◆ **EXERCÍCIO BREVE 1**
Responda com base no texto sobre a LGPD:
(a) O que a norma cria, segundo o texto?
(b) Com qual código a LGPD se mescla "em química volátil e explosiva"?
(c) Quais artigos da LGPD são citados como exemplo de dispositivos transcritos ipsis litteris?
◆ **EXERCÍCIO BREVE 2**
Cite do texto sobre a LGPD tudo o que vai de "Nova lei pode" até "para as empresas.".

◆ **TRECHO FORNECIDO**
Nova lei pode fazer explodir inúmeros litígios pelo país
O Brasil tem a sua própria Lei Geral de Proteção de Dados. Sancionada em 08 de julho de 2019, a norma cria direitos e obrigações que prometem proteger a privacidade do cidadão e criar uma enorme dor de cabeça para as empresas.
No terreno fértil que a Justiça Brasileira oferece para o demandismo, a nova lei é um rastilho para um paiol de pólvora, pronto para explodir em inúmeros litígios. Por isso, é preciso pensar em alternativas modernas e inovadoras para evitar essa explosão ou, ao menos, para conter um incêndio que pode – e muito provavelmente irá – se alastrar
Não é demais lembrar que a LGPD e o Código de Defesa do Consumidor (CDC) mesclam-se em química volátil e explosiva. Isso porque, entre os diplomas, há vários dispositivos em comum, alguns, inclusive, transcritos ipsis litteris de uma legislação para a outra (LGPD, art. 22 e 42), repetindo contingências velhas e revelhas, como inversão do ônus da prova, solidariedade, responsabilidade objetiva e uma generosa possibilidade de desconsideração da personalidade jurídica.1
Mas não é só. A inevitabilidade de incidentes de segurança que resultam em vazamentos já se mostra um prato cheio para medidas judiciais coletivas e individuais contra empresas. Another day, another leak.

◆ **LISTAGEM FORNECIDA**

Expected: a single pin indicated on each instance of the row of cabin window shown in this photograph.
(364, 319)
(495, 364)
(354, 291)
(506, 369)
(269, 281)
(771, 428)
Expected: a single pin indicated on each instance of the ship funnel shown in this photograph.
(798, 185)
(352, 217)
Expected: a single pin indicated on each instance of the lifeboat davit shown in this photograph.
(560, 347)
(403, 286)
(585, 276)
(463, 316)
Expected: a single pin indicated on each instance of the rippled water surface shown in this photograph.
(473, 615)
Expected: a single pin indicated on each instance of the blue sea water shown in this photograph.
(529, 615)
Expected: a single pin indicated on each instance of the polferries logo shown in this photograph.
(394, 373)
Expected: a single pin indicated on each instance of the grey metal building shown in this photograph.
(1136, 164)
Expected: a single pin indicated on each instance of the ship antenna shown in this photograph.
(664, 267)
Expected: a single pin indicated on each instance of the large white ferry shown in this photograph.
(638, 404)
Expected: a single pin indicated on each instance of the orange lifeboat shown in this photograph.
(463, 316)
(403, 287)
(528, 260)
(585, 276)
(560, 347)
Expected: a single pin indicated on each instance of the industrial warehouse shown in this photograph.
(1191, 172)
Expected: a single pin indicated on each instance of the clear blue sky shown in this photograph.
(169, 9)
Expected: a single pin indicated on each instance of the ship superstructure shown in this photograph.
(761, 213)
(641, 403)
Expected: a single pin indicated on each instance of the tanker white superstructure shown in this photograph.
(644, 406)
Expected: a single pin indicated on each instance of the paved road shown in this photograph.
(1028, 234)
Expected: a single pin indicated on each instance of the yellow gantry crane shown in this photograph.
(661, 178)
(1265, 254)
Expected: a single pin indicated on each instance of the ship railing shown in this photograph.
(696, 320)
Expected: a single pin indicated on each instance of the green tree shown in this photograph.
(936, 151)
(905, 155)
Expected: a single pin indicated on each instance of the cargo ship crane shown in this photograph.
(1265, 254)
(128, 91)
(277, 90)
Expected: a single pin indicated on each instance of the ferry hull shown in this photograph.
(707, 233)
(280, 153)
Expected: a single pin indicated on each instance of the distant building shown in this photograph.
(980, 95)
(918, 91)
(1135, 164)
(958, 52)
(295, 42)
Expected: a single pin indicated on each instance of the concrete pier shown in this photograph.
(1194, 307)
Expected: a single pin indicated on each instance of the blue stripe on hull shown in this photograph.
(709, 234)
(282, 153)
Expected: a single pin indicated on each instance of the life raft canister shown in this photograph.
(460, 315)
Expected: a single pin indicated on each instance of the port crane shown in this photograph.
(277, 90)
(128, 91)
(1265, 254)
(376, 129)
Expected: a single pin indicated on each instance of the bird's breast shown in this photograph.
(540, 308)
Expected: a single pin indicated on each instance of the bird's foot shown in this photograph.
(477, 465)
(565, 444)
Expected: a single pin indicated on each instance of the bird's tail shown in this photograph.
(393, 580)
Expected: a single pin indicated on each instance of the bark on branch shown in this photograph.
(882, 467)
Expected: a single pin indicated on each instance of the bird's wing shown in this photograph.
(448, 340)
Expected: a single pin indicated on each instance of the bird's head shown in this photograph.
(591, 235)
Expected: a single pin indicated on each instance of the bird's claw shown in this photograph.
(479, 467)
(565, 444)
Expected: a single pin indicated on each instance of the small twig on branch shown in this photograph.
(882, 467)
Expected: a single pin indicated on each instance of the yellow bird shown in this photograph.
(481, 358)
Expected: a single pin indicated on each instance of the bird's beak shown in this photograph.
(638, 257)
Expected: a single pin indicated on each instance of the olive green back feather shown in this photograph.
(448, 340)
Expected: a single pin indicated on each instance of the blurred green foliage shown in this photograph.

◆ **RESULTADO FINAL 1**
(a) Direitos e obrigações.
(b) O Código de Defesa do Consumidor (CDC).
(c) Os artigos 22 e 42.

◆ **RESULTADO FINAL 2**
Nova lei pode fazer explodir inúmeros litígios pelo país
O Brasil tem a sua própria Lei Geral de Proteção de Dados. Sancionada em 08 de julho de 2019, a norma cria direitos e obrigações que prometem proteger a privacidade do cidadão e criar uma enorme dor de cabeça para as empresas.